◆ Exercise directions
Can you pull out every line of the listing below and reproduce each one without any change?

◆ Provided records
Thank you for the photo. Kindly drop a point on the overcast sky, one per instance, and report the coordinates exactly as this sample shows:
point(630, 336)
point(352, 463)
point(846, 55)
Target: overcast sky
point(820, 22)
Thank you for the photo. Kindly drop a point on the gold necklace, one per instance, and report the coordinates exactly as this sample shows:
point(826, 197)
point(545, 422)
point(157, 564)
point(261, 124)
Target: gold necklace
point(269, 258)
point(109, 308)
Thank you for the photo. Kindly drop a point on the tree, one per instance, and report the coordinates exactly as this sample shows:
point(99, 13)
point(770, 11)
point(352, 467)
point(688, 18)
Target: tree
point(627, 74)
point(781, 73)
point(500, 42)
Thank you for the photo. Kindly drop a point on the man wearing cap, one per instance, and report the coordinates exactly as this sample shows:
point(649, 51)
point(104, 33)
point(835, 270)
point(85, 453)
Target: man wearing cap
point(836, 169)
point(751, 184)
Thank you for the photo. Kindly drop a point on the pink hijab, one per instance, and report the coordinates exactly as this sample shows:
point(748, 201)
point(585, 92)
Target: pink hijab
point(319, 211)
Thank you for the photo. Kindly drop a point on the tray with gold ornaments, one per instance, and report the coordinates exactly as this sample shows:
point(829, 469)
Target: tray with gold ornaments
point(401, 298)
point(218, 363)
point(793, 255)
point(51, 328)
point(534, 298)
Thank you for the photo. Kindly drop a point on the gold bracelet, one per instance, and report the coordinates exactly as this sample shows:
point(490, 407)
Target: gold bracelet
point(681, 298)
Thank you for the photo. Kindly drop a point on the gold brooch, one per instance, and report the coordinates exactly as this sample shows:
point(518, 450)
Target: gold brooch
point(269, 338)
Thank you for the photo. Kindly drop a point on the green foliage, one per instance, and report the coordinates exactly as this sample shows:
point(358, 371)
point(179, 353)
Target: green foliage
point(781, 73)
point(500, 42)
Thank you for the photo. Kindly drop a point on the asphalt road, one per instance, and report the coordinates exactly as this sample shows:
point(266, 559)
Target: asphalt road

◆ Task solution
Thank you for the photo. Kindly drop a point on the overcast sky, one per instance, and report the coordinates exactly as this sample shows:
point(630, 336)
point(352, 463)
point(846, 55)
Target: overcast sky
point(820, 22)
Thank you for the photo. Kindly drop a point on the gold necklace, one per instance, and report the coordinates exactly as this sample shows:
point(826, 197)
point(545, 422)
point(157, 564)
point(261, 124)
Target: gold necklace
point(269, 258)
point(109, 308)
Thank you for the photo. Kindly drop a point on the tree, one per instance, and report the coordinates exactly as this sample shows:
point(99, 13)
point(770, 11)
point(352, 467)
point(688, 18)
Target: tree
point(627, 74)
point(781, 73)
point(500, 42)
Thank you for the photo. Kindly drop a point on the man wearing cap, one per instance, and report the coordinates exactly as this sample shows:
point(649, 51)
point(104, 33)
point(835, 270)
point(85, 453)
Target: man wearing cap
point(836, 169)
point(751, 184)
Thank you for the photo. Kindly drop a point on the pink hijab, one per instance, and report the coordinates exactly as this sample shows:
point(748, 201)
point(585, 92)
Target: pink hijab
point(319, 211)
Thank you for the photo. Kindly drop a point on the tray with gold ornaments, one per instance, and report the coordinates exactly as this sample shows:
point(829, 469)
Target: tray with gold ornaments
point(401, 298)
point(218, 363)
point(793, 255)
point(51, 328)
point(534, 298)
Thank you for the photo. Kindly drop a point on the gold bracelet, one per instance, and report the coordinates exactly as this sample shows:
point(490, 407)
Target: gold bracelet
point(681, 298)
Thank you for the photo. Kindly drop a point on the gold brooch, one per instance, and report the coordinates exactly as this sample shows:
point(518, 450)
Target: gold brooch
point(269, 338)
Thank you for the photo. Kindly drop a point on the green foliage, one per instance, and report the coordinates exactly as this sample shows:
point(358, 371)
point(179, 353)
Target: green foliage
point(781, 73)
point(500, 42)
Thank you for the photo. Kindly drop a point on the asphalt road, one per instance, and report the coordinates exactly as this sample shows:
point(266, 559)
Target: asphalt road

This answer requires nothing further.